| Goal |
For the piece on discovering Margaret Wheatley, decide whether each statement agrees with it, answering yes or no and quoting the deciding words: (a) Keats compares finding Chapman's translation of Homer to Cortes and his men seeing the Pacific; (b) the writer first read Wheatley only recently; (c) the writer gives a precise source for each quote.

| Source document |
·····
Staring at the Pacific: Discovering Margaret Wheatley

My first reading of Margaret Wheatley’s writings many years ago aroused the sensation described by Keats in his “On First Looking into Chapman’s Homer” – which ends with those mesmerizing last words: “Silent, upon a peak in Darien“. Keats compares his sudden discovery of Chapman’s translation of Homer with the moment Hernan Cortes and his men “discovered” the Pacific ocean, after climbing “a peak in Darien”. It evokes a sense of total awestruck wonder at the opening up before one’s eyes of an infinite expanse of uncharted knowledge and a radically different way of seeing and making sense of things. Margaret Wheatley does to management, leadership and organizational thinking what I suppose meditation would do to a harried manager fighting fires…takes one to a totally different plane of awareness, applying principles of the fundamental, quantum nature of reality and those derived from the natural sciences to rewrite so much conventional wisdom.

Below are a few quotes I took down while reading some of her books. Most of these are taken from her classics like “Leadership and the New Science” and “Finding Our Way”. Unfortunately I am unable to cite more accurately than this as I wasn’t as conscientious when making these notes.
·····
[Collected data entries]
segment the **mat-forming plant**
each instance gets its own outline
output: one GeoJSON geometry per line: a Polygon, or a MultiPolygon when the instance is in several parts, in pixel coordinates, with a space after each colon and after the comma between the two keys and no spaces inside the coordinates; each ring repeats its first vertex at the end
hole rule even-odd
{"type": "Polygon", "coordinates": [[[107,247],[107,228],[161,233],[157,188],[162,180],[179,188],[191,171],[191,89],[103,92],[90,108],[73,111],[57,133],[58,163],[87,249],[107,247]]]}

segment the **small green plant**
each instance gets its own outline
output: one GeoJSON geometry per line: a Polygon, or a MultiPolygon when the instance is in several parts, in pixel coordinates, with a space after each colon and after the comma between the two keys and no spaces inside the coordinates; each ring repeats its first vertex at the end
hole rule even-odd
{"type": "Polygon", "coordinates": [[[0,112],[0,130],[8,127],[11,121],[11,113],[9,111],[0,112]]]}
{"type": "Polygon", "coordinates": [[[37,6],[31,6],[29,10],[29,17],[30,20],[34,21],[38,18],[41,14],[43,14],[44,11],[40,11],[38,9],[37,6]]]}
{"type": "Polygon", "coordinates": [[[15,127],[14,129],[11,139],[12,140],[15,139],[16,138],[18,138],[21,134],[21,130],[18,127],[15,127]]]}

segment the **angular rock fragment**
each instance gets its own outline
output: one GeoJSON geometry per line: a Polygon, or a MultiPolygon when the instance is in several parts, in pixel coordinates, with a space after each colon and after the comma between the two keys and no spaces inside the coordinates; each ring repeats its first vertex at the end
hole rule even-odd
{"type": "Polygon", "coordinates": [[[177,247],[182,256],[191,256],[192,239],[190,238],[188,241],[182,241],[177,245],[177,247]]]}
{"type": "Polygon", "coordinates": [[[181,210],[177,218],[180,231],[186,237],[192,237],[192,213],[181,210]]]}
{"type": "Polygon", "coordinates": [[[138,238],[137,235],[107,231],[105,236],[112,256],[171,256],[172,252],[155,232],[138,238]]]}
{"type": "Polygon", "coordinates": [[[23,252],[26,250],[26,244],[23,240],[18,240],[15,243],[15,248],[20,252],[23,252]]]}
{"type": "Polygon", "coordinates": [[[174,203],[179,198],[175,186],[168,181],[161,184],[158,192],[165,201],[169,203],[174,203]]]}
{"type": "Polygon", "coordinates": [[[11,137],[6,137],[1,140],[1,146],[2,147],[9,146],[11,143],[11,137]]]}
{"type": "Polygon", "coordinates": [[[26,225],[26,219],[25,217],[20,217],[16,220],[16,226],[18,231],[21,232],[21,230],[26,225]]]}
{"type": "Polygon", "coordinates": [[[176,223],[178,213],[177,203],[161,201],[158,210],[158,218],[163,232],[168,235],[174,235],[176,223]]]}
·····
| Solution for this problem |
(a) Yes: "Keats compares his sudden discovery of Chapman’s translation of Homer with the moment Hernan Cortes and his men “discovered” the Pacific ocean"
(b) No: "My first reading of Margaret Wheatley’s writings many years ago"
(c) No: "Unfortunately I am unable to cite more accurately than this"